REQUIRED ACTION:
Retype all of the material below character for character, leaving out the picture.

RECORDED DATA:
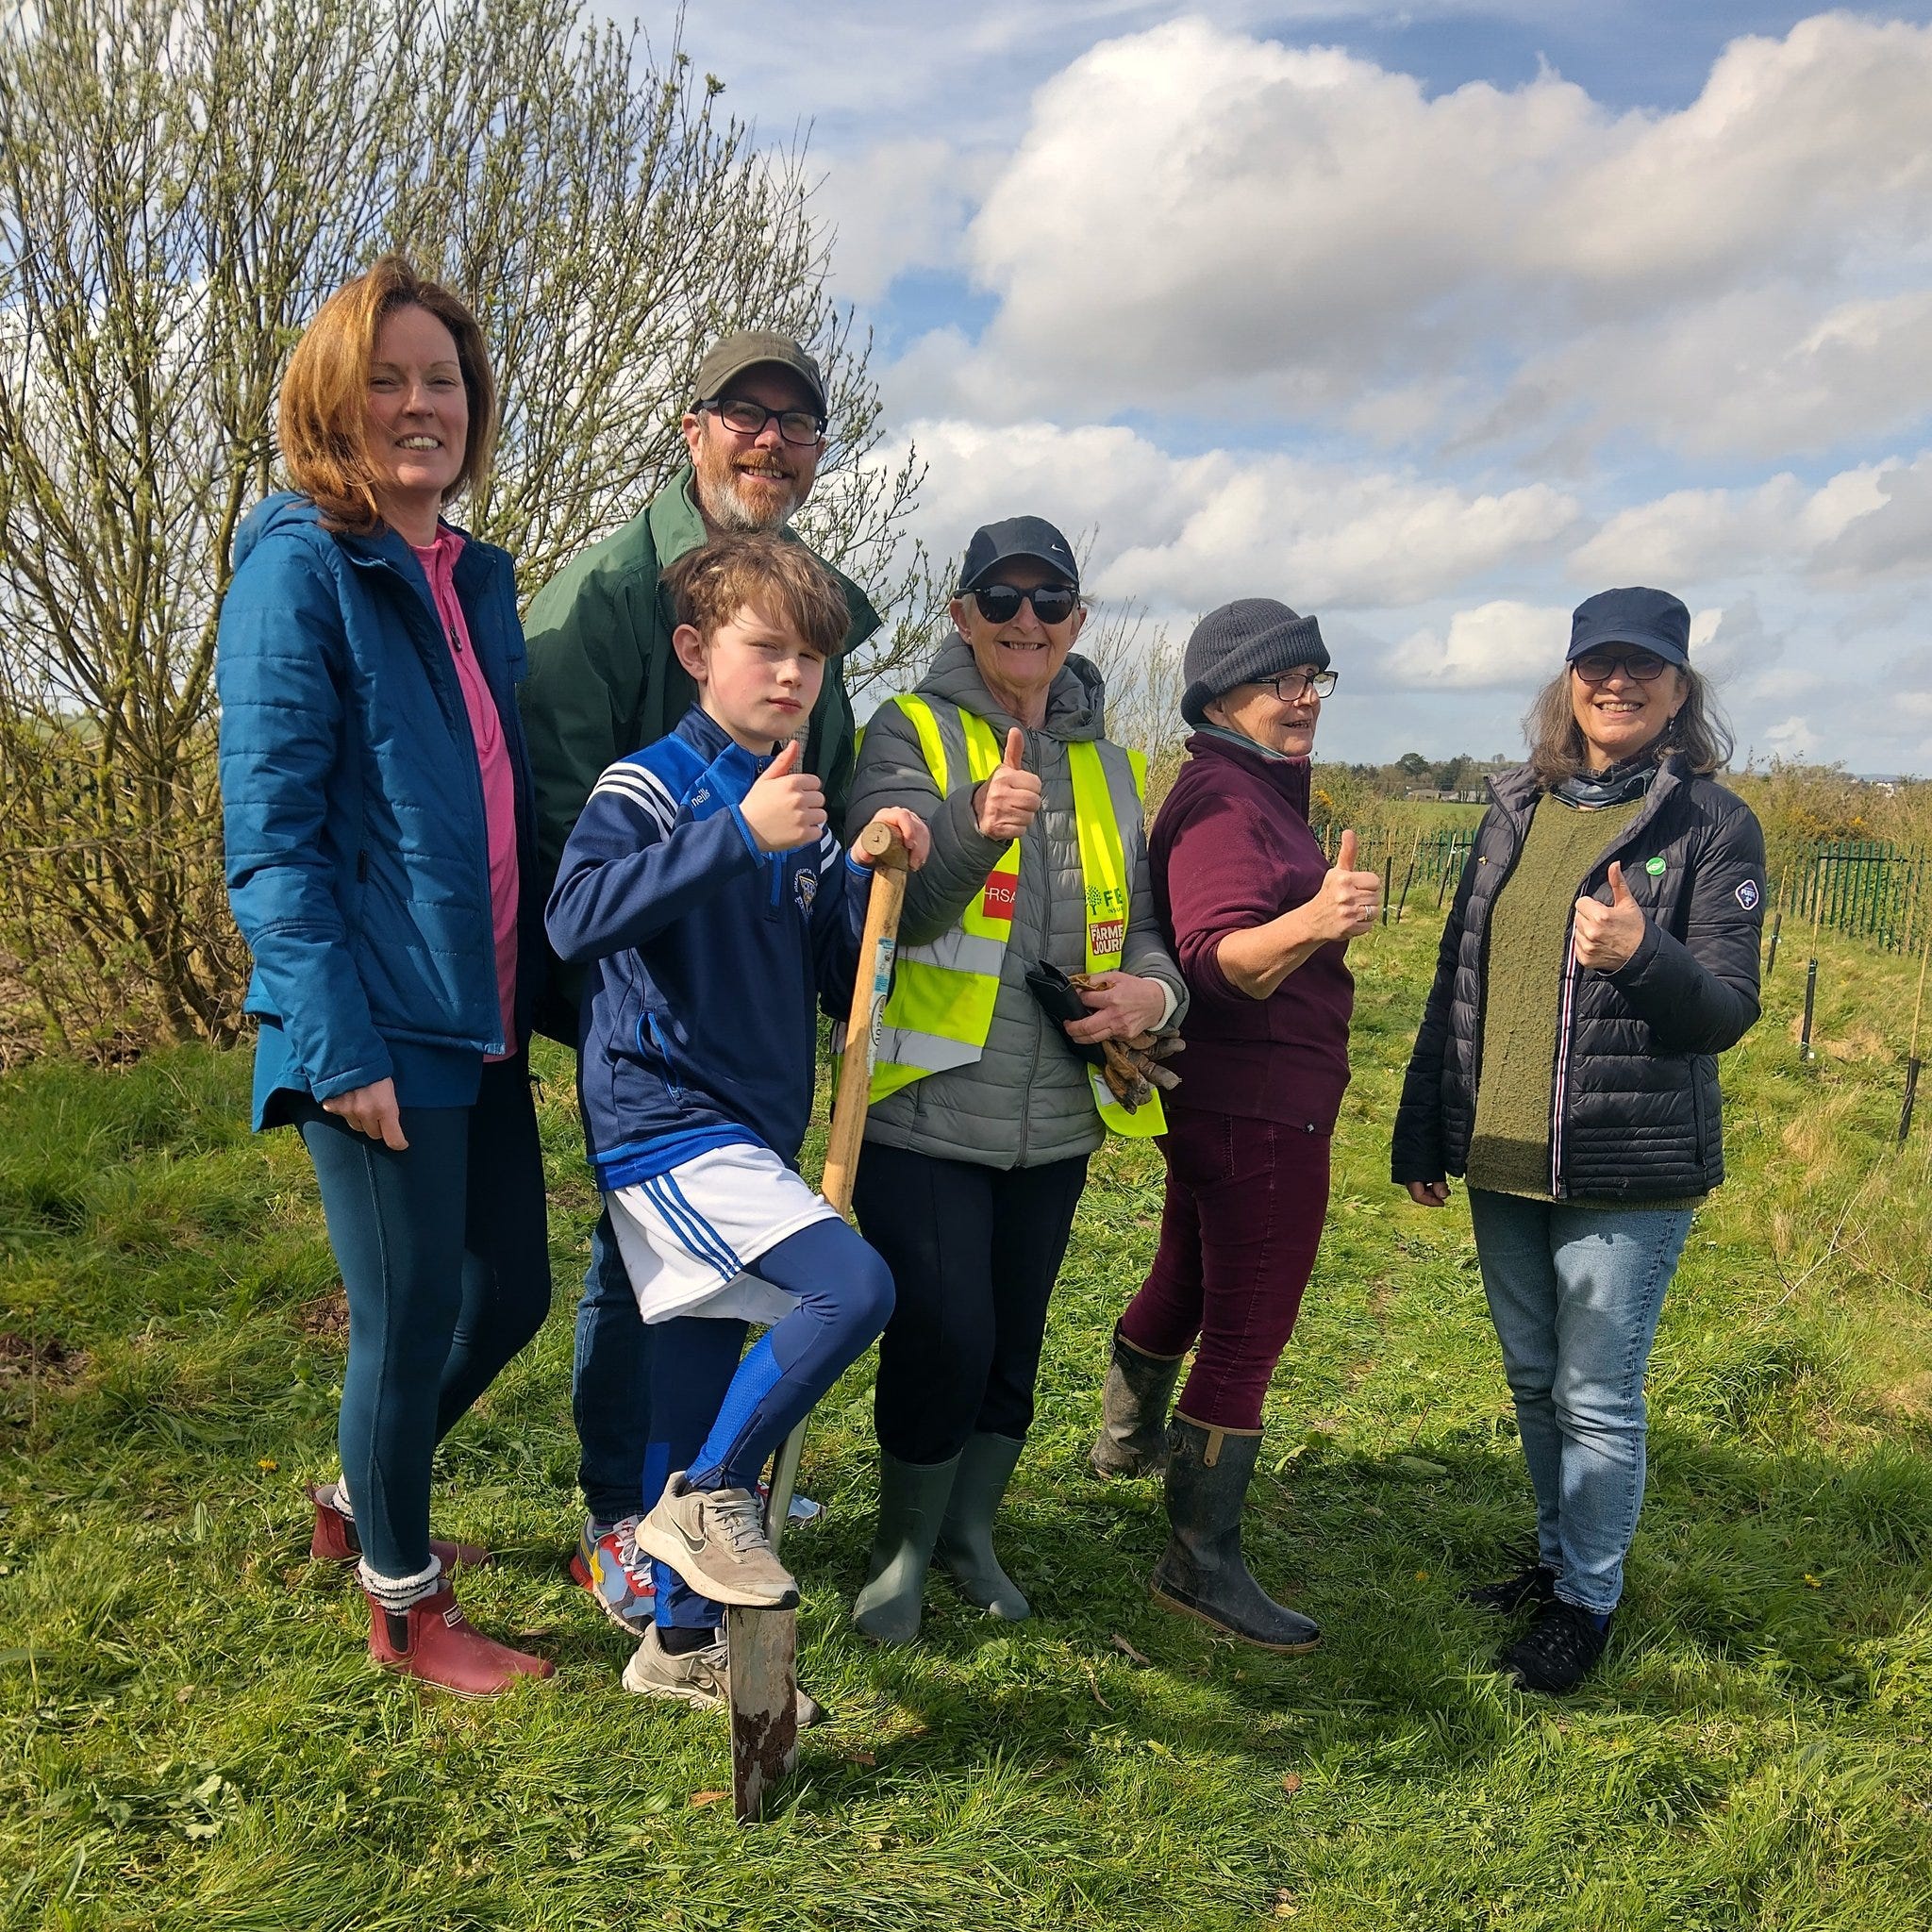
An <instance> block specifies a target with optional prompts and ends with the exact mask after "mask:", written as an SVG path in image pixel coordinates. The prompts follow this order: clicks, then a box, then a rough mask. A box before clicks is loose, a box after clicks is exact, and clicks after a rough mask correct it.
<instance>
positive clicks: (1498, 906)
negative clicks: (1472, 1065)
mask: <svg viewBox="0 0 1932 1932" xmlns="http://www.w3.org/2000/svg"><path fill="white" fill-rule="evenodd" d="M1642 810H1644V800H1642V798H1631V800H1625V802H1623V804H1621V806H1604V808H1602V810H1600V811H1582V810H1578V808H1577V806H1567V804H1563V800H1561V798H1555V796H1551V794H1549V792H1546V794H1544V796H1542V798H1540V800H1538V802H1536V811H1534V813H1532V815H1530V831H1528V835H1526V837H1524V840H1522V852H1520V854H1519V858H1517V869H1515V871H1513V873H1511V875H1509V879H1505V881H1503V889H1501V891H1499V893H1497V895H1495V904H1493V906H1492V910H1490V943H1488V947H1486V952H1484V999H1482V1065H1480V1068H1478V1072H1476V1128H1474V1132H1472V1136H1470V1144H1468V1184H1470V1186H1472V1188H1490V1190H1492V1192H1495V1194H1528V1196H1530V1198H1532V1200H1544V1202H1546V1200H1549V1198H1551V1196H1549V1103H1551V1095H1553V1094H1555V1078H1557V1024H1559V1020H1561V1007H1563V964H1565V958H1567V954H1569V931H1571V918H1573V910H1575V906H1577V896H1578V893H1580V889H1582V881H1584V877H1586V875H1588V873H1590V867H1592V866H1594V864H1596V862H1598V858H1602V856H1604V852H1605V850H1607V848H1609V844H1611V842H1613V840H1615V838H1617V835H1619V833H1621V831H1623V829H1625V827H1627V825H1629V823H1631V821H1633V819H1634V817H1636V813H1638V811H1642ZM1644 1206H1646V1208H1662V1206H1671V1204H1665V1202H1644Z"/></svg>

SOLVED EXERCISE:
An <instance> block specifies a target with optional prompts and ends with the exact mask after "mask:", written as an SVG path in image pixel coordinates. The prompts follow this order: clicks, then a box, then a rough mask. A box before clicks is loose, a box after clicks is exact, and clicks after a rough mask correct it.
<instance>
positive clicks: (1498, 906)
negative clicks: (1472, 1065)
mask: <svg viewBox="0 0 1932 1932" xmlns="http://www.w3.org/2000/svg"><path fill="white" fill-rule="evenodd" d="M1642 810H1644V800H1642V798H1631V800H1625V802H1623V804H1621V806H1604V808H1602V810H1600V811H1582V810H1578V808H1577V806H1567V804H1563V800H1561V798H1555V796H1551V794H1549V792H1546V794H1544V796H1542V798H1540V800H1538V802H1536V811H1534V813H1532V815H1530V831H1528V835H1526V837H1524V840H1522V852H1520V854H1519V858H1517V869H1515V871H1513V873H1511V875H1509V879H1505V881H1503V889H1501V891H1499V893H1497V895H1495V904H1493V906H1492V910H1490V943H1488V947H1486V952H1484V999H1482V1065H1480V1068H1478V1072H1476V1128H1474V1132H1472V1136H1470V1144H1468V1184H1470V1186H1472V1188H1490V1190H1492V1192H1495V1194H1528V1196H1530V1198H1532V1200H1544V1202H1546V1200H1549V1198H1551V1196H1549V1103H1551V1095H1553V1094H1555V1078H1557V1024H1559V1020H1561V1007H1563V964H1565V958H1567V954H1569V931H1571V918H1573V910H1575V906H1577V896H1578V893H1580V889H1582V881H1584V877H1586V875H1588V873H1590V867H1592V866H1594V864H1596V862H1598V858H1602V856H1604V852H1605V850H1607V848H1609V844H1611V842H1613V840H1615V838H1617V835H1619V833H1621V831H1623V829H1625V827H1627V825H1629V823H1631V821H1633V819H1634V817H1636V813H1638V811H1642ZM1644 1206H1646V1208H1662V1206H1671V1204H1665V1202H1644Z"/></svg>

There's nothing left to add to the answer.